Do this
Return verbatim the portion of the material that begins with the line containing "In the photograph above, where can the blue sneaker", including that line, and continues through the end of the material.

Record excerpts
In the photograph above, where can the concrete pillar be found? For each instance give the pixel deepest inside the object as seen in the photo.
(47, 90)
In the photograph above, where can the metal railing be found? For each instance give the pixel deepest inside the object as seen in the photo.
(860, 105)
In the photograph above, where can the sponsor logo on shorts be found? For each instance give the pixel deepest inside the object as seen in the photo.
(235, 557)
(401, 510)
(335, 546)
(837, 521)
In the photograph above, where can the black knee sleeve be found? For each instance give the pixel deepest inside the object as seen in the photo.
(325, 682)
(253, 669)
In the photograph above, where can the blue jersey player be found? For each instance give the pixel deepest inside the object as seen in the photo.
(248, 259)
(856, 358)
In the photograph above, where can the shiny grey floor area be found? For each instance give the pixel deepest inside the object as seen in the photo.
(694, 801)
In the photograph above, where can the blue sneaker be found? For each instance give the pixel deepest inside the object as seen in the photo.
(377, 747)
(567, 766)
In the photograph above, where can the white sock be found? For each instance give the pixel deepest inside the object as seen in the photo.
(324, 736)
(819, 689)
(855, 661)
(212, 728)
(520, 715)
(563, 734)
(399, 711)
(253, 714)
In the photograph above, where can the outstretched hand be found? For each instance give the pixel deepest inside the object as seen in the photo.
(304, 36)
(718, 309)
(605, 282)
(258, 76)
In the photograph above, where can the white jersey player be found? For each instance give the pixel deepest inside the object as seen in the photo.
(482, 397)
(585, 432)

Written answer
In the photograph above, where can the blue sneaker be found? For each instance give the pixel deepest inside the object as seen in the photo.
(377, 747)
(567, 766)
In the photograph above, where can the white sock be found? For each instance give the pixel deepest inside the object as seen in the photo.
(324, 736)
(819, 689)
(855, 661)
(212, 728)
(520, 715)
(563, 734)
(399, 711)
(253, 714)
In the photograph above, where can the outstretched hand be found? For each instance give the pixel deepest inside the object as seen in the photo.
(304, 36)
(718, 309)
(605, 282)
(258, 76)
In the photograph above, where can the white jersey player be found? For each instance give the pixel deepest inside the object as seen in the photo.
(482, 397)
(585, 432)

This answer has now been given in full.